» **To do**: Without the images, write out all of the following entries exactly.

» **Data to process**:
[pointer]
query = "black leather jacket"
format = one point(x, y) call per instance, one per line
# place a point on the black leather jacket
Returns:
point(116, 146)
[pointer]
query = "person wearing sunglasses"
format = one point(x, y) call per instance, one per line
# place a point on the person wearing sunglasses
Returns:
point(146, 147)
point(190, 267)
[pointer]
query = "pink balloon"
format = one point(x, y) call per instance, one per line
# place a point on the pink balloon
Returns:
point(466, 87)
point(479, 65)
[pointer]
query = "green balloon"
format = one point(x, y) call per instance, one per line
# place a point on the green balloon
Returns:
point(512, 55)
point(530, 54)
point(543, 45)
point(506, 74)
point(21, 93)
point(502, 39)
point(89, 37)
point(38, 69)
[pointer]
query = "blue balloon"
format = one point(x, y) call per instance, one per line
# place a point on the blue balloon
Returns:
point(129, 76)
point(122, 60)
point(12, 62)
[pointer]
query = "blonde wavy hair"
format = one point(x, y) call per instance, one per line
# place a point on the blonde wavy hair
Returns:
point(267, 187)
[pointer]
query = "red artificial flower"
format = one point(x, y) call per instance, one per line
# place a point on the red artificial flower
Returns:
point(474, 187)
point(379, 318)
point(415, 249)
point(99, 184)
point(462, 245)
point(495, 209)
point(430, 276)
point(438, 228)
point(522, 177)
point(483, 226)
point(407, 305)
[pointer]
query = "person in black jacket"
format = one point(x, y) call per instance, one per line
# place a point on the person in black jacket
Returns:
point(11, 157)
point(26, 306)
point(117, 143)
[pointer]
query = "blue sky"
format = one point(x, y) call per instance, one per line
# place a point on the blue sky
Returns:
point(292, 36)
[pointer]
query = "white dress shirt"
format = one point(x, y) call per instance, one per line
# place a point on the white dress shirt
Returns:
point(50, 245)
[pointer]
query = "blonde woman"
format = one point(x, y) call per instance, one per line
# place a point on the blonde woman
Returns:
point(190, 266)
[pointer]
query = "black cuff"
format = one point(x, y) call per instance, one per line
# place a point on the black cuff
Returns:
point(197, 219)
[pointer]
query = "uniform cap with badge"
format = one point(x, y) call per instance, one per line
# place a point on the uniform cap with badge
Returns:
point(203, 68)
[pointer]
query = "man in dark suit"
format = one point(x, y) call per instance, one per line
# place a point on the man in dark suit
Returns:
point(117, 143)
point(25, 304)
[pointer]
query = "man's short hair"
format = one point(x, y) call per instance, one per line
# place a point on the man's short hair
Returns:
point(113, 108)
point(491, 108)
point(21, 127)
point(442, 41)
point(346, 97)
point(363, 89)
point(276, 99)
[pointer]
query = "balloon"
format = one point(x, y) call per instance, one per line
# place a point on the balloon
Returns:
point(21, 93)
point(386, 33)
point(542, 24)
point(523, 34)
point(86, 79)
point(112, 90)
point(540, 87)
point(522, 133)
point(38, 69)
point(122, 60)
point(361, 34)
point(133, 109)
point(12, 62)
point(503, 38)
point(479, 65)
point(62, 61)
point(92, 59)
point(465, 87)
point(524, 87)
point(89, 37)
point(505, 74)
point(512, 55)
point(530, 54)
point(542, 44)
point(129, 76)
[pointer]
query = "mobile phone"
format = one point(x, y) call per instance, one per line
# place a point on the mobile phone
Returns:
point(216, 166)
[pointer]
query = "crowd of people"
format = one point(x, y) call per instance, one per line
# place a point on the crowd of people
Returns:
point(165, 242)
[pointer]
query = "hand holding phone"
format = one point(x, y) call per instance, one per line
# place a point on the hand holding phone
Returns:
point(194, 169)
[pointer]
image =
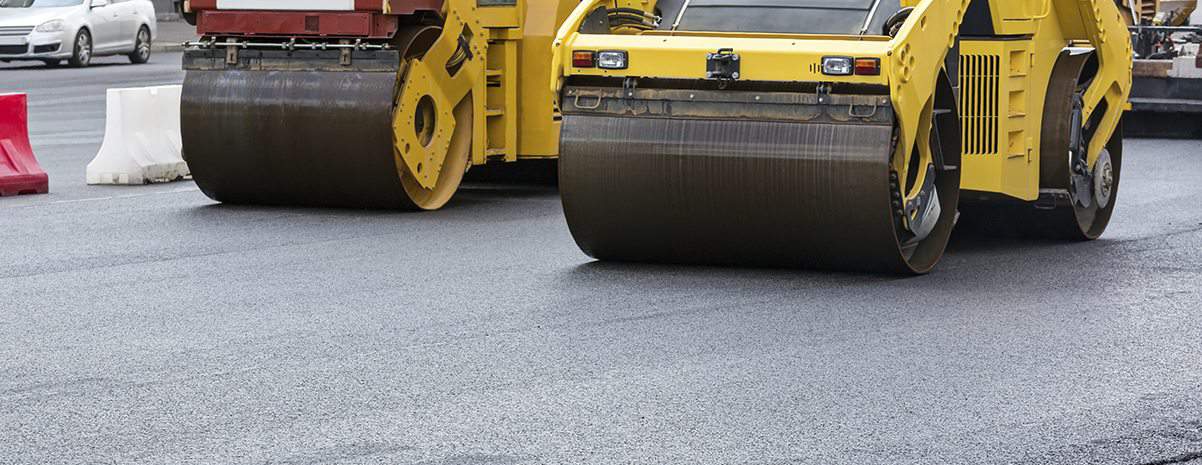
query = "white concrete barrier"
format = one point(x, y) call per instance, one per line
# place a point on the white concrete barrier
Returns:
point(142, 142)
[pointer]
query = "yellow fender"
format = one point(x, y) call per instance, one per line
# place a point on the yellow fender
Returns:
point(429, 77)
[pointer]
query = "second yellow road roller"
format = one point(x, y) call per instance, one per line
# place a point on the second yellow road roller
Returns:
point(837, 133)
point(367, 103)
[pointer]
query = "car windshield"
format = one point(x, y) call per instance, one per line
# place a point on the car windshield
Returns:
point(37, 4)
point(827, 17)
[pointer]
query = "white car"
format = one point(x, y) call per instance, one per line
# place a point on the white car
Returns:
point(76, 30)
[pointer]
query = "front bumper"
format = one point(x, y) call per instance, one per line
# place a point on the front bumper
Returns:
point(36, 46)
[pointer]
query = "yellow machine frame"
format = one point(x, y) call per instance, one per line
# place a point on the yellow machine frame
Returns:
point(500, 81)
point(1001, 132)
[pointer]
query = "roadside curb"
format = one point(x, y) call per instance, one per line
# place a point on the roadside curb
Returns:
point(166, 47)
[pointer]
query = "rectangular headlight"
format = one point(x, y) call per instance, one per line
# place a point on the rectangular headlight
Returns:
point(583, 59)
point(838, 65)
point(612, 60)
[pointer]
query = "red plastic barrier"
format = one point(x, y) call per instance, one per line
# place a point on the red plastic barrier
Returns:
point(19, 172)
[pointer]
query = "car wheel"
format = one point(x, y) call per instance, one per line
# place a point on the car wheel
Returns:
point(141, 47)
point(82, 54)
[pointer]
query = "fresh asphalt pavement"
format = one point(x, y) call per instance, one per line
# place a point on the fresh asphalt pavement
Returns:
point(149, 325)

» **Task result**:
[pointer]
query = "black leather jacket"
format = one point(x, y) call per instance, one per line
# place a point on the black leather jacket
Returns:
point(116, 146)
[pointer]
query = "person wearing sunglasses"
format = one point(x, y) call per instance, one per line
# place a point on the person wearing sunglasses
Returns:
point(146, 147)
point(190, 267)
[pointer]
query = "pink balloon"
format = one point(x, y) call per instance, one per line
# place a point on the pink balloon
Returns:
point(466, 87)
point(479, 65)
[pointer]
query = "green balloon"
format = one point(x, y) call per instance, one per line
# place a point on the green balloon
Returns:
point(512, 55)
point(530, 54)
point(543, 45)
point(506, 74)
point(21, 93)
point(502, 39)
point(89, 37)
point(38, 69)
[pointer]
query = "blue balloon"
format = one point(x, y) call per instance, one per line
# place a point on the blue balloon
Returns:
point(129, 76)
point(122, 60)
point(12, 62)
[pointer]
query = "blonde wavy hair"
format = one point(x, y) call per instance, one per line
# place a point on the blonde wavy hair
Returns:
point(267, 187)
[pointer]
query = "red artificial flower"
format = one point(x, y) call per instance, one per line
# place a point on the red artificial flower
Returns:
point(474, 187)
point(379, 318)
point(415, 249)
point(99, 184)
point(462, 245)
point(495, 209)
point(430, 276)
point(438, 228)
point(522, 177)
point(483, 226)
point(407, 305)
[pointer]
query = "person in black jacket"
format = one point(x, y) call per instance, one per line
# place a point on the person in black jacket
Returns:
point(11, 157)
point(26, 306)
point(117, 143)
[pointer]
query = "blue sky"
format = one point(x, y) call per instance, one per line
# place a point on the blue sky
Returns:
point(292, 36)
[pointer]
query = "white dress shirt"
format = one point(x, y) call per instance, one per line
# place a point on the white dress shirt
Returns:
point(50, 245)
[pointer]
query = "blonde woman"
format = one point(x, y) call per instance, one per line
# place a point on the blonde woman
Returns:
point(190, 266)
[pointer]
query = "black cuff"
format = one point(x, y) call per instance, one per line
# place a point on the black cuff
Returns:
point(197, 219)
[pointer]
query = "uniform cap with badge"
format = one point(x, y) call per instance, one per line
# place a point on the uniform cap with badge
Returns:
point(203, 68)
[pointer]
query = "man in dark suit"
format = one point(x, y) call per instance, one per line
# place a point on the man in dark suit
Returns:
point(117, 143)
point(25, 304)
[pointer]
query = "man's short hair"
format = one point(x, y) call per instance, one per line
# place a point on the man's short hair
Returns:
point(113, 108)
point(491, 108)
point(21, 127)
point(442, 41)
point(346, 97)
point(363, 89)
point(276, 99)
[pointer]
query = "balloon"
format = one point(x, y) call per instance, one per line
# place a point on the balloon
Returns:
point(21, 93)
point(386, 33)
point(542, 24)
point(523, 34)
point(86, 79)
point(112, 90)
point(540, 87)
point(522, 133)
point(38, 69)
point(122, 60)
point(361, 34)
point(133, 109)
point(12, 62)
point(503, 38)
point(479, 65)
point(62, 61)
point(92, 59)
point(465, 87)
point(524, 87)
point(89, 37)
point(505, 74)
point(512, 55)
point(530, 54)
point(542, 44)
point(129, 76)
[pointer]
query = "mobile phone"
format = one point(x, y) call per instance, one per line
# place a point on the mobile phone
Returns:
point(216, 166)
[pointer]
query = "crowd of people"
format = one point(x, y) call per instance, one per line
# place a point on the crowd of people
Returns:
point(165, 242)
[pointer]
query = "hand holding phone"
format = one point(x, y) call per instance, one per line
# place a point on the hand holding phone
Returns:
point(194, 169)
[pointer]
image =
query = "white concrete barrier"
format = one point(x, y) call per instance, one per line
# place a point on the white concrete barrier
Returns:
point(142, 142)
[pointer]
query = "yellow fender"
format = one point(x, y) call per instance, one per line
# place a point on the yellow fender
Returns:
point(429, 77)
[pointer]
query = "second yellow road roller"
format = one point(x, y) call per instance, one per line
# place a point on the second yellow road roller
Returns:
point(837, 133)
point(367, 103)
[pointer]
query = "car windshield"
format = one point(x, y) call per instance, one per line
# place a point on the car windshield
Returns:
point(37, 4)
point(827, 17)
[pointer]
query = "white car"
format = one point(x, y) call per instance, one per line
# place a point on the white car
Returns:
point(76, 30)
[pointer]
query = "front bumper"
format = one point(x, y) call per instance, one per line
# place a point on the front bumper
Returns:
point(36, 46)
[pointer]
query = "yellow machine frame"
format = one point(x, y) call per instance, one per line
# place a point on the yellow machine frame
Returns:
point(500, 81)
point(1001, 132)
[pointer]
query = "roadside curb"
format = one point(x, y) call per instance, one per line
# place a point on the roadside curb
Returns:
point(166, 47)
[pointer]
query = "rectangular headlight"
format = one point(x, y) call per instance, one per line
# place a point on the rectangular headlight
Returns:
point(583, 59)
point(838, 65)
point(612, 60)
[pointer]
query = "red plastic barrier"
format = one point(x, y) call per instance, one per line
# place a point on the red plastic barrier
Returns:
point(19, 172)
[pointer]
query = "car wheel"
format = one point(x, y) call per instance, one per line
# place a point on the car wheel
Returns:
point(141, 47)
point(82, 54)
[pointer]
query = "fresh asphalt pavement"
format = one point(x, y) call per instance, one per line
# place a point on the fresh asphalt pavement
Returns:
point(149, 325)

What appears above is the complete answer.